> [GOAL]:
Find and copy each line of the items that contains the string "houseboat". Case counts.

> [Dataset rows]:
· · · ·
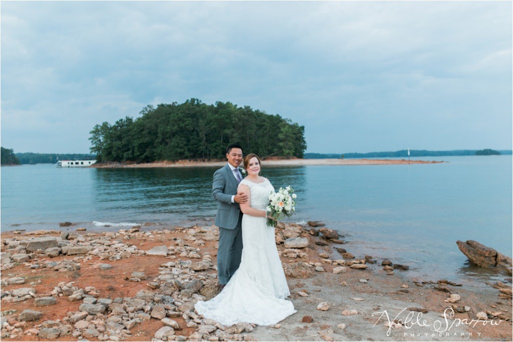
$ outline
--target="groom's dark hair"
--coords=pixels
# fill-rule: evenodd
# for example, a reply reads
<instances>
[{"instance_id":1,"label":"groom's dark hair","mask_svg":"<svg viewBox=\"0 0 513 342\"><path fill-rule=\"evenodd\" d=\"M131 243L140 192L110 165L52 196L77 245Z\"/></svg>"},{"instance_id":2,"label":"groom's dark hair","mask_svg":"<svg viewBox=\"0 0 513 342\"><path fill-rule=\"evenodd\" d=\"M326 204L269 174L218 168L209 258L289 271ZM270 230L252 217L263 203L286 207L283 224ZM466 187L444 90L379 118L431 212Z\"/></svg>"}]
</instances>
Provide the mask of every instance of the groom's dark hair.
<instances>
[{"instance_id":1,"label":"groom's dark hair","mask_svg":"<svg viewBox=\"0 0 513 342\"><path fill-rule=\"evenodd\" d=\"M241 149L241 151L242 151L242 146L237 144L232 144L226 149L226 154L229 154L232 148L240 148Z\"/></svg>"}]
</instances>

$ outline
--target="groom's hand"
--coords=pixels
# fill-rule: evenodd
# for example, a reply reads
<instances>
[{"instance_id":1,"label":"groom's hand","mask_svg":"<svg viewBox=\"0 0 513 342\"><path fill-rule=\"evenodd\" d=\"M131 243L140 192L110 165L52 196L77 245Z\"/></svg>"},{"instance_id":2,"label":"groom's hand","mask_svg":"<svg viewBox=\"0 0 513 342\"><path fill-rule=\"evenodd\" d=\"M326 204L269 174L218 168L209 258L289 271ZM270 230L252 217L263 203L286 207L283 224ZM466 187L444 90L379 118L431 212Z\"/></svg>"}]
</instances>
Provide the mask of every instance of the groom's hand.
<instances>
[{"instance_id":1,"label":"groom's hand","mask_svg":"<svg viewBox=\"0 0 513 342\"><path fill-rule=\"evenodd\" d=\"M239 192L233 197L233 200L239 204L246 203L246 202L248 202L248 195L244 192Z\"/></svg>"}]
</instances>

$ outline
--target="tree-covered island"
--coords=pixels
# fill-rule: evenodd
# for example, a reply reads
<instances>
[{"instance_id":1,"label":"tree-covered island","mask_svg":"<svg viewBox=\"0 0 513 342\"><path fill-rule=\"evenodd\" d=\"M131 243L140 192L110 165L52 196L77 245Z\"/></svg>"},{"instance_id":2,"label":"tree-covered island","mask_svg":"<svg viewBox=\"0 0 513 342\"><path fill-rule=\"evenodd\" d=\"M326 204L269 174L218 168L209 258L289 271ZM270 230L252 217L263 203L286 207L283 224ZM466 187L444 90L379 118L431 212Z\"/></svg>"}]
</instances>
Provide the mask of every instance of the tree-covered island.
<instances>
[{"instance_id":1,"label":"tree-covered island","mask_svg":"<svg viewBox=\"0 0 513 342\"><path fill-rule=\"evenodd\" d=\"M6 149L0 147L0 165L19 165L19 160L14 154L12 149Z\"/></svg>"},{"instance_id":2,"label":"tree-covered island","mask_svg":"<svg viewBox=\"0 0 513 342\"><path fill-rule=\"evenodd\" d=\"M263 157L302 158L306 149L304 126L247 106L221 102L207 105L191 98L181 104L147 106L140 114L135 119L127 116L113 125L94 126L89 140L97 160L224 158L230 144L239 144L246 153Z\"/></svg>"}]
</instances>

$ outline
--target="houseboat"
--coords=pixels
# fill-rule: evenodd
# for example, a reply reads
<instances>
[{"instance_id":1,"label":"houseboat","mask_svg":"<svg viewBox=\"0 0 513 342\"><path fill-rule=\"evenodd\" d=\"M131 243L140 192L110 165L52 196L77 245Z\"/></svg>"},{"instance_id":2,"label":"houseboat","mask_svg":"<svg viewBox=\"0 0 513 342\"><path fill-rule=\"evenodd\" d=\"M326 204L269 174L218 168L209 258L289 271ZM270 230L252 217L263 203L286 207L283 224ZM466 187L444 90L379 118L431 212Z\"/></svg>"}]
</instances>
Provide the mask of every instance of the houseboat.
<instances>
[{"instance_id":1,"label":"houseboat","mask_svg":"<svg viewBox=\"0 0 513 342\"><path fill-rule=\"evenodd\" d=\"M92 165L96 160L59 160L57 162L57 167L58 168L84 168Z\"/></svg>"}]
</instances>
· · · ·
> [ANSWER IN FULL]:
--target="houseboat"
[{"instance_id":1,"label":"houseboat","mask_svg":"<svg viewBox=\"0 0 513 342\"><path fill-rule=\"evenodd\" d=\"M131 243L140 192L110 165L52 196L77 245Z\"/></svg>"},{"instance_id":2,"label":"houseboat","mask_svg":"<svg viewBox=\"0 0 513 342\"><path fill-rule=\"evenodd\" d=\"M326 204L269 174L218 168L209 258L289 271ZM270 230L252 217L263 203L286 207L283 224ZM466 187L444 90L379 118L431 212Z\"/></svg>"}]
Provide the mask of every instance of the houseboat.
[{"instance_id":1,"label":"houseboat","mask_svg":"<svg viewBox=\"0 0 513 342\"><path fill-rule=\"evenodd\" d=\"M92 165L96 160L59 160L57 162L57 167L58 168L84 168Z\"/></svg>"}]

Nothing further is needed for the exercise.